Task directions -> Would you please copy each line below that includes the string "wall"?

Data for this exercise ->
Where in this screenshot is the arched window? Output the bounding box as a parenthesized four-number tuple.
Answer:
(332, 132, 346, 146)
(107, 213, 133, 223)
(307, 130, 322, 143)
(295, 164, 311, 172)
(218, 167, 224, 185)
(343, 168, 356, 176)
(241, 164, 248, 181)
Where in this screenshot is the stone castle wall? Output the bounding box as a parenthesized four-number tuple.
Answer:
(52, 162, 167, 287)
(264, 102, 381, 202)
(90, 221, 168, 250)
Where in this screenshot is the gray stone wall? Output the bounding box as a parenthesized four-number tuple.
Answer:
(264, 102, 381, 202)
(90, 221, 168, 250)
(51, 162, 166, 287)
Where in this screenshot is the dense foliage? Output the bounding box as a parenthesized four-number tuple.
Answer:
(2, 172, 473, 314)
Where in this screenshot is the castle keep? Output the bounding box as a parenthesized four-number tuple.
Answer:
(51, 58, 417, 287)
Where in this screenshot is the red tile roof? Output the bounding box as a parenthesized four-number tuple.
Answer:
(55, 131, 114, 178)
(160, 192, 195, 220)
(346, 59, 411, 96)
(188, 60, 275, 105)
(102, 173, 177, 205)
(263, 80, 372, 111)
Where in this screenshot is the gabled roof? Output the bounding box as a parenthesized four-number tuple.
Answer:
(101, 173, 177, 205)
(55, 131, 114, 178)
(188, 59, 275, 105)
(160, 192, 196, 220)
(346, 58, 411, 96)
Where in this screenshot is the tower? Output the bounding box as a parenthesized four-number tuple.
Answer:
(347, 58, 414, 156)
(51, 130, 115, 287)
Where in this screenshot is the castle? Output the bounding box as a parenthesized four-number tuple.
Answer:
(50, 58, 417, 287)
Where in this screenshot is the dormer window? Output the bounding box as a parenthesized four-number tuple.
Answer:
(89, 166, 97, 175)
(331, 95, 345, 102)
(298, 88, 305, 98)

Response box ->
Where in this screenshot is the stone castle wall? Output the bounding box as a parenthesized four-number tuple.
Where in this screenshot is the gray stone wall? Output the bounding box as a parenthesized four-number tuple.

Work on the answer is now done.